(Records drawn from a collection)
================

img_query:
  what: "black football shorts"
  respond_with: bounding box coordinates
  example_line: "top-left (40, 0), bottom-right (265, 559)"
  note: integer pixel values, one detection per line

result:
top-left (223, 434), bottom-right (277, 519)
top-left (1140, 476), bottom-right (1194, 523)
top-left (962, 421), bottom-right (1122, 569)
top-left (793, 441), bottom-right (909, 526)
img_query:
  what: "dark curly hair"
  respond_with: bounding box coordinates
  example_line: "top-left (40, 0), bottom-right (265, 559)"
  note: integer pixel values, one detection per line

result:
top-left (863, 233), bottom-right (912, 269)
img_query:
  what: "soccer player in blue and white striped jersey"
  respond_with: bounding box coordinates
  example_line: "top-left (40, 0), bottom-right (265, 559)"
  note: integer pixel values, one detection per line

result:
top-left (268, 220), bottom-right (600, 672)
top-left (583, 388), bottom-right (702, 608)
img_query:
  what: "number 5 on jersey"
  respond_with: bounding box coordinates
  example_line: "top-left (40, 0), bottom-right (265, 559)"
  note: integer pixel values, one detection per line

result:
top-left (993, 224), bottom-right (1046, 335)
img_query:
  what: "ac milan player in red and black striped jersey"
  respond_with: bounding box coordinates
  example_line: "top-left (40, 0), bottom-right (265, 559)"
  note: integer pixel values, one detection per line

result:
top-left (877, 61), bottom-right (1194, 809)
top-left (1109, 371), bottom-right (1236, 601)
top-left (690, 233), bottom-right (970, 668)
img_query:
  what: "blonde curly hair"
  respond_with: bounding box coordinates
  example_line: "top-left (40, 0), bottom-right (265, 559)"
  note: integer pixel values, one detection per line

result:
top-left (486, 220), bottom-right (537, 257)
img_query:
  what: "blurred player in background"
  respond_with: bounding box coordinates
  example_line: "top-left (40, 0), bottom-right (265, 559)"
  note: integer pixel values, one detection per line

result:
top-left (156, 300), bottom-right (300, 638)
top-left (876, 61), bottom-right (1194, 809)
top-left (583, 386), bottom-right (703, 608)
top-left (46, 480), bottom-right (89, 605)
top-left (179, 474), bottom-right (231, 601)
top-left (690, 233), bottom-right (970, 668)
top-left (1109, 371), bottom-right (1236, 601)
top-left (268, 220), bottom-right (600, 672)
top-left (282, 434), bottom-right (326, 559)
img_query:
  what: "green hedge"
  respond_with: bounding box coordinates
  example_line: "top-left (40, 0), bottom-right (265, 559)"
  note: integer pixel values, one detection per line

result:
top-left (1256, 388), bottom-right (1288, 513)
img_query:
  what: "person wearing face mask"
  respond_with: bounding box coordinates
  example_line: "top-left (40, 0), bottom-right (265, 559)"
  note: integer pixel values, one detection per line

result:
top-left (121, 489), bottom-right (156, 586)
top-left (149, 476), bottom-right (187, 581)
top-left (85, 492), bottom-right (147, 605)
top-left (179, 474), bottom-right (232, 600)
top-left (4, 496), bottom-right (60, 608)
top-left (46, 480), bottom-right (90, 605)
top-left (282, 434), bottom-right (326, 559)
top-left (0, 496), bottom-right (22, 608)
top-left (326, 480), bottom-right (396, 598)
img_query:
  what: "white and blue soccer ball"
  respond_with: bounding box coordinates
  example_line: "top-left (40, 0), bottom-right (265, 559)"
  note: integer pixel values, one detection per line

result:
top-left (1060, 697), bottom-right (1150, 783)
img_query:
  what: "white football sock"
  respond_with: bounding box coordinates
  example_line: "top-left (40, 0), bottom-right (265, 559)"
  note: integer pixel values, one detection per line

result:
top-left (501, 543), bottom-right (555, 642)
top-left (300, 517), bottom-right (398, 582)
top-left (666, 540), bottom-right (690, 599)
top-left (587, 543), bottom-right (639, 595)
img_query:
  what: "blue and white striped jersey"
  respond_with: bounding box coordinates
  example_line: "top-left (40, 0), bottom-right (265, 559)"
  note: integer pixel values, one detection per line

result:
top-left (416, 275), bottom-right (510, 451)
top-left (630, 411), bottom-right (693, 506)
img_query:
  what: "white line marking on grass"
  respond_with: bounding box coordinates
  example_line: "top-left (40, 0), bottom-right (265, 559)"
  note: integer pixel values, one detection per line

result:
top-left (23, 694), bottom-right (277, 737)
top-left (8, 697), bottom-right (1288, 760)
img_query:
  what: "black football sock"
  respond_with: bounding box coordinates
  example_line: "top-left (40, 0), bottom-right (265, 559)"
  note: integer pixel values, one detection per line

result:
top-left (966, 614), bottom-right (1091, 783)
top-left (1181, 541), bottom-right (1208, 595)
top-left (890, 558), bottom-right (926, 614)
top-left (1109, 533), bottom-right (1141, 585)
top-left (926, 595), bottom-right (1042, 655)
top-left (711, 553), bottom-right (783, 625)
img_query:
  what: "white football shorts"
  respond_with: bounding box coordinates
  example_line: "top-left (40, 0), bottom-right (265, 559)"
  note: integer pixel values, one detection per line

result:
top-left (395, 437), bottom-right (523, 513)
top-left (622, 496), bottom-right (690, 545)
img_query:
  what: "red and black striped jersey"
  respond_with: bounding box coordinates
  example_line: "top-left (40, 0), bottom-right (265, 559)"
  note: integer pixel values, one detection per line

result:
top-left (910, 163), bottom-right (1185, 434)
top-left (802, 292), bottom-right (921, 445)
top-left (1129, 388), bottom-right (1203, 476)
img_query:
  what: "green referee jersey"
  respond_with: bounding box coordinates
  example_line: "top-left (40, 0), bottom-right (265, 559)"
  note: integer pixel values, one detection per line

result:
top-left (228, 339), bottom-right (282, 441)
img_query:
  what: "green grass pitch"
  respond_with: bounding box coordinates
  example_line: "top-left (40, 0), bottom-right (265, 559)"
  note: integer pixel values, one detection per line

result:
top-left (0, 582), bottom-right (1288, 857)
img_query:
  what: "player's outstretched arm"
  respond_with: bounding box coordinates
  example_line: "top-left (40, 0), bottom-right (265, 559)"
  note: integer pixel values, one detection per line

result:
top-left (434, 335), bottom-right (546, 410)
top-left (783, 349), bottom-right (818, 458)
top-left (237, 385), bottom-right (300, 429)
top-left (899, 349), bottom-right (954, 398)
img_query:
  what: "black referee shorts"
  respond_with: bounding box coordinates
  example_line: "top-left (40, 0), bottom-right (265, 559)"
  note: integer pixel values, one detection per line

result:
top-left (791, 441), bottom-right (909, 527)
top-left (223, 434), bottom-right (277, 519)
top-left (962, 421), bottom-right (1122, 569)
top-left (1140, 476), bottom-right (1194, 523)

================

◆ Set exercise
Gather every line in the records above that contains the word "football", and copy each such line in full.

◆ Finished answer
  what: "black football shorts"
  what: "white football sock"
  what: "black football sock"
  what: "white football shorts"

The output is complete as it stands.